**** ENTRIES ****
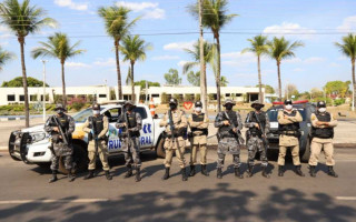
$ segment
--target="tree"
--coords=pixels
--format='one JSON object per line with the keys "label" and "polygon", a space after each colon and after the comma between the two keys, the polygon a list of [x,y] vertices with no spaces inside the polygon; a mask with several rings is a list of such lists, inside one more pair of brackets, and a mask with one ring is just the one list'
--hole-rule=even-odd
{"label": "tree", "polygon": [[179,85],[181,78],[179,78],[178,70],[169,69],[168,73],[165,73],[165,80],[167,84]]}
{"label": "tree", "polygon": [[355,111],[356,100],[356,79],[355,79],[355,61],[356,61],[356,34],[349,33],[343,38],[343,42],[335,42],[335,46],[340,50],[343,54],[348,57],[352,62],[352,80],[353,80],[353,111]]}
{"label": "tree", "polygon": [[[228,0],[202,0],[202,26],[210,29],[217,46],[217,69],[216,69],[216,88],[217,88],[217,101],[218,112],[221,111],[220,100],[220,30],[227,26],[237,14],[227,14]],[[198,19],[199,18],[199,3],[190,7],[190,12]]]}
{"label": "tree", "polygon": [[145,40],[140,39],[139,36],[126,36],[122,39],[122,46],[120,51],[123,54],[123,61],[129,61],[131,65],[130,78],[131,78],[131,90],[132,90],[132,101],[135,102],[135,72],[134,67],[136,61],[146,59],[146,51],[151,49],[150,44],[146,43]]}
{"label": "tree", "polygon": [[277,73],[278,73],[278,93],[279,101],[281,101],[281,80],[280,80],[280,62],[284,59],[289,59],[295,57],[294,50],[298,47],[304,47],[304,43],[300,41],[295,41],[290,43],[284,37],[277,38],[275,37],[273,41],[268,41],[269,47],[269,57],[275,59],[277,62]]}
{"label": "tree", "polygon": [[200,72],[195,73],[194,71],[190,71],[187,74],[187,80],[194,87],[200,87]]}
{"label": "tree", "polygon": [[[38,79],[28,77],[27,78],[27,85],[28,87],[42,87],[43,85],[43,81],[40,81]],[[1,87],[8,87],[8,88],[12,88],[12,87],[23,87],[23,81],[22,81],[22,77],[17,77],[10,81],[3,81]],[[49,87],[46,83],[46,87]]]}
{"label": "tree", "polygon": [[260,74],[260,57],[264,54],[268,54],[268,46],[267,46],[267,37],[261,34],[254,37],[253,39],[247,39],[250,42],[251,47],[246,48],[241,51],[241,53],[253,52],[257,56],[257,70],[258,70],[258,88],[259,88],[259,101],[264,102],[263,97],[263,81]]}
{"label": "tree", "polygon": [[53,27],[56,24],[53,19],[43,18],[44,16],[44,10],[36,6],[30,6],[30,0],[23,0],[21,4],[18,0],[4,0],[0,3],[1,23],[8,27],[17,36],[17,39],[20,43],[24,94],[24,117],[27,128],[30,125],[30,111],[24,63],[24,39],[28,34],[36,33],[43,27]]}
{"label": "tree", "polygon": [[126,7],[100,7],[98,14],[105,21],[107,33],[113,39],[115,56],[116,56],[116,68],[118,74],[118,95],[119,100],[122,100],[122,87],[121,87],[121,72],[120,72],[120,59],[119,49],[120,40],[125,36],[129,34],[130,29],[140,19],[136,18],[132,21],[129,20],[129,12],[131,10]]}
{"label": "tree", "polygon": [[65,75],[65,64],[69,58],[82,54],[85,50],[77,49],[79,41],[75,44],[70,44],[70,40],[67,34],[61,32],[56,32],[53,36],[48,37],[47,42],[39,42],[40,47],[34,48],[31,51],[32,58],[37,59],[39,57],[49,57],[59,59],[61,65],[61,79],[62,79],[62,103],[67,105],[67,93],[66,93],[66,75]]}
****
Give back the records from their start through the line that contains "--format='one JSON object", both ends included, copying each line unchanged and leaving the pictures out.

$ segment
--target="tree"
--coords=pixels
--format='one JSON object per line with the keys "label" and "polygon", a space after each colon and after the comma between the two keys, the polygon a list of [x,y] vertices with no spaces inside the polygon; a mask with several rings is a list of such lists, inside one more pair of brackets, and a mask with one ring is just the one list'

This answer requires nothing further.